• _Task requirements_: Set down the material below word for word, excluding the pictures.

◇ ◇ ◇

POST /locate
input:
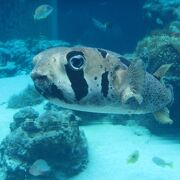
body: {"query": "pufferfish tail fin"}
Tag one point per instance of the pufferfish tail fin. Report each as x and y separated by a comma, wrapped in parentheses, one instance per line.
(135, 82)
(162, 70)
(162, 116)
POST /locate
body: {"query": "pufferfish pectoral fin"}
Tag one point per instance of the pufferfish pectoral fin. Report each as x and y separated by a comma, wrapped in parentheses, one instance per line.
(162, 116)
(135, 82)
(159, 73)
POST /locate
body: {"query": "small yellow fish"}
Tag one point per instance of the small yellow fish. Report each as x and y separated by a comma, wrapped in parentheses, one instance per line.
(42, 11)
(133, 158)
(162, 163)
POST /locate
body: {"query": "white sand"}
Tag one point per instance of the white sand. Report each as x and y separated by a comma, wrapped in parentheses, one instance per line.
(109, 146)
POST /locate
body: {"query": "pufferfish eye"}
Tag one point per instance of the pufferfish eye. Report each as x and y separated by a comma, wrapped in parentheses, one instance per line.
(77, 62)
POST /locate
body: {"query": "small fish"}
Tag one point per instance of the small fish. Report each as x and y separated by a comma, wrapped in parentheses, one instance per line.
(39, 167)
(162, 163)
(42, 11)
(133, 158)
(101, 26)
(159, 21)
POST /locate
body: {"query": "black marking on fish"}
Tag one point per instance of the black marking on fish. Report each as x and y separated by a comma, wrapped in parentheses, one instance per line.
(78, 82)
(125, 61)
(103, 52)
(105, 84)
(72, 54)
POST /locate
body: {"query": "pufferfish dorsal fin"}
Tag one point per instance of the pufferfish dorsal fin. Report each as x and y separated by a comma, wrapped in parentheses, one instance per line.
(135, 82)
(162, 70)
(162, 116)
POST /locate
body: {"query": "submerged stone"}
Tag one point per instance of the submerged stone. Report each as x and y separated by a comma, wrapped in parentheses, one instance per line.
(53, 136)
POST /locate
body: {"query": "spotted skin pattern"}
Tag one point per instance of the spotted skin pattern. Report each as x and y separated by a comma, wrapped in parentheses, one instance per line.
(95, 86)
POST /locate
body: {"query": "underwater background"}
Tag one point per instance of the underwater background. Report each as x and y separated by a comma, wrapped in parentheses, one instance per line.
(40, 140)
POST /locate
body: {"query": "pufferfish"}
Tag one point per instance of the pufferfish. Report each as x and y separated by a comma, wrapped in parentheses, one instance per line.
(101, 81)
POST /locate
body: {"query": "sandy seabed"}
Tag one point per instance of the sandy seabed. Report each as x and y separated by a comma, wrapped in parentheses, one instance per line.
(109, 145)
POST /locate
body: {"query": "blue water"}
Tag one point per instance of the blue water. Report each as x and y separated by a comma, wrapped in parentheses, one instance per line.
(147, 29)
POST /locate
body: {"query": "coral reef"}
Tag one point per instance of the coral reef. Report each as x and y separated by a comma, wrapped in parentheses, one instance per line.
(28, 97)
(53, 136)
(16, 55)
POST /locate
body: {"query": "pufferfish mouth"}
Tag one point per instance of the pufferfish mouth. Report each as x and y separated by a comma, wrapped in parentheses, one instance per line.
(46, 87)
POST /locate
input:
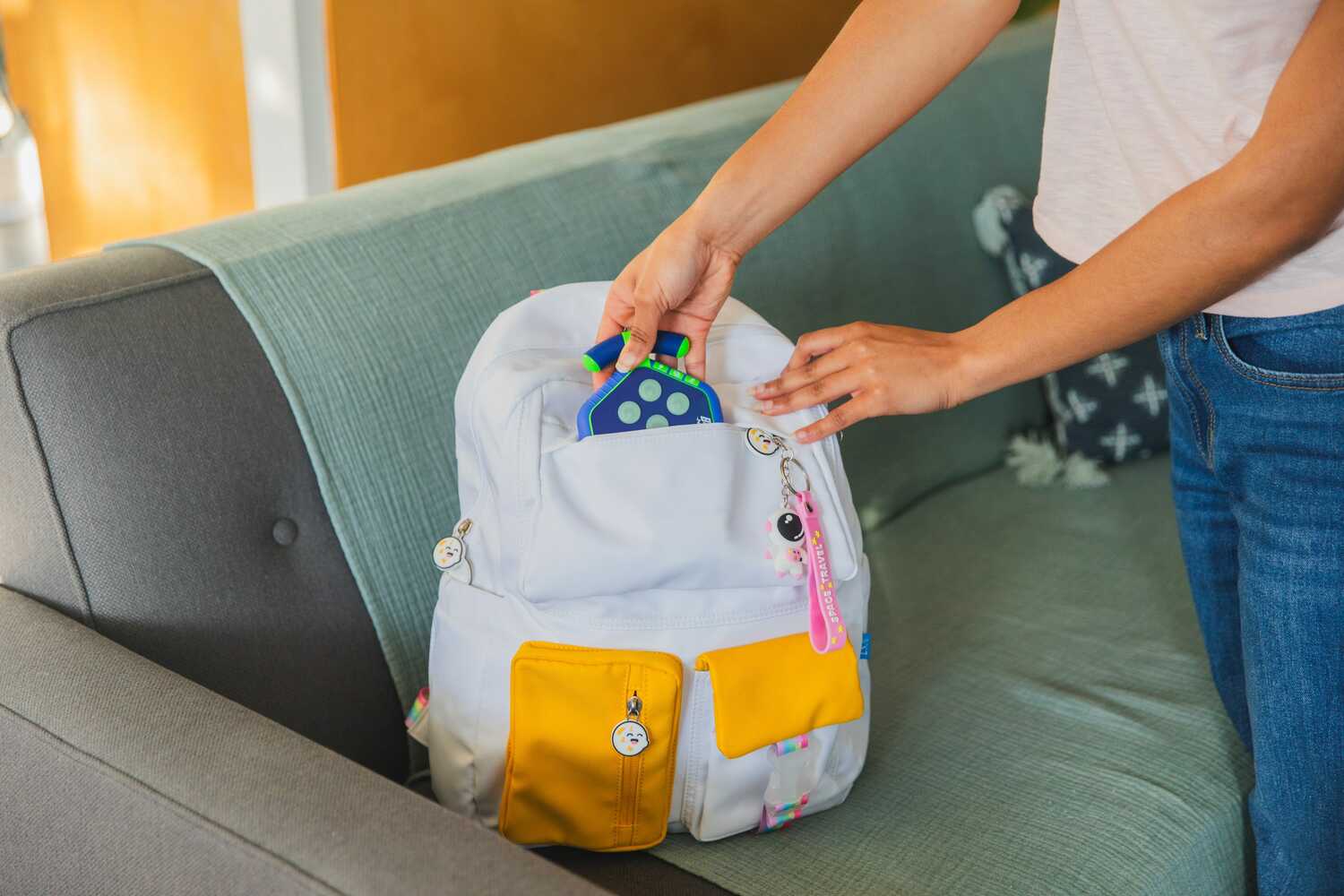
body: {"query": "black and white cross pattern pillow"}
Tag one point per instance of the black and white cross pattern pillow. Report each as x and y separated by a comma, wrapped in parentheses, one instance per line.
(1112, 408)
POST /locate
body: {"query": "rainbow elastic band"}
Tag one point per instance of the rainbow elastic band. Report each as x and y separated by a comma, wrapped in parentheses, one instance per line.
(418, 708)
(779, 815)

◇ ◇ ◇

• _In response_:
POST /locate
input:
body: {"query": "pufferfish tail fin"}
Tag one point per instance of the pufferfish tail fin. Report each as x and y separated by a comma, wrapped in parentheses, one instance per line.
(135, 82)
(162, 70)
(162, 116)
POST /locate
body: {"query": "pufferfish pectoral fin"}
Tag one point per instance of the pufferfish pectoral fin. Report each as x and y separated by a comma, wrapped in parentheses, one instance per line.
(162, 116)
(135, 82)
(159, 73)
POST /locate
body: {"query": "small yellow fish"}
Tag one point per instance of the small yellow fish. Report each as x and y separated by a comma, wrapped in parentheses, one instance per line.
(42, 11)
(133, 158)
(162, 163)
POST /locate
body: {"query": "white sand"}
Tag one point per instance of the white sand. Report each as x and y separated by a comma, wrapped in parentheses, one instance per line.
(109, 146)
POST /locate
body: {"query": "pufferfish eye"}
Tag one point per instance of the pufferfish eye. Report each as x and y separated by a comma, wrapped in parentheses, one instance per line.
(77, 62)
POST /locate
body: {"query": "small fish"}
Tag one point per instance of the small fish. Report each as x and y separated by a comma, wrapped in parentheses, one instance per line.
(39, 167)
(162, 163)
(42, 11)
(133, 158)
(101, 26)
(159, 21)
POST /locate
body: {"query": "black marking on fish"}
Tag one point per instance of the black marking on fish. Report each as x and y separated by a comma, wrapped in parentheses, one instance per line.
(78, 82)
(125, 61)
(103, 52)
(105, 84)
(72, 54)
POST /locate
body: {"query": "pufferfish dorsal fin"}
Tag one point per instance of the pufferfish dorsal fin. Report each as x and y separated by a comma, wrapped in parentheses, one instance per line.
(135, 82)
(162, 70)
(162, 116)
POST /locate
body: {"query": "submerged stone"}
Tag one point per instance of the submerged stone. Report each as x and y separated by a comma, wrapped in parentheses, one instance per line.
(53, 136)
POST /locate
body: {"query": "spotted skin pattern"}
Tag one point per instance of the spotted skin pattern. Report each as x and y separated by a comma, wrapped in parentheses, one instance per line.
(95, 86)
POST /locate
body: {"query": "underwater background"}
Tag one point per instance of the underwater background. Report each as x and y separated by a comma, wrapped in parentheses, one instance per line.
(40, 140)
POST /locate
body: {"query": "pufferfish"}
Tag one point per instance of the pufferfish. Report each as x and y separated by a comma, wrapped in parentheses, one instance per line.
(101, 81)
POST /locate
body: {"query": "sandy seabed"}
Tag one point per instance of the sandy seabed. Report each as x and y separated by a comma, wrapped in parentheses, one instance per line.
(109, 145)
POST /locate
body: {"query": "blue water"}
Tag one point per instance of the blue water. Report each as x and y separated by a comma, wrapped in parentheses, one instance per line.
(147, 29)
POST /locate
body: {"query": "coral reef"}
Tag one point per instance of the coral reef. Report each as x and y separated by a comma, wrapped in parentheses, one instance per line.
(28, 97)
(53, 136)
(16, 55)
POST /locate
body: {"query": "pufferfish mouth"}
Tag one point per instance of the pufferfish mouth. Report each as x and y separated by a comma, wrapped in parentheses, one instance per line.
(46, 87)
POST /locate
input:
body: {"query": "black and white cross pattern pillow"}
Tag one point per instance of the black and white cross pattern pillow. Report each as x and y separated by a comma, wrapped in parentheses, one instance per line.
(1112, 408)
POST /locate
body: {"query": "rainbow elastic band"}
Tag one point per instance of the rainbow elastic band. Report each as x and y separated by a comma, wrapped in parentheses, one instance per line.
(418, 708)
(779, 815)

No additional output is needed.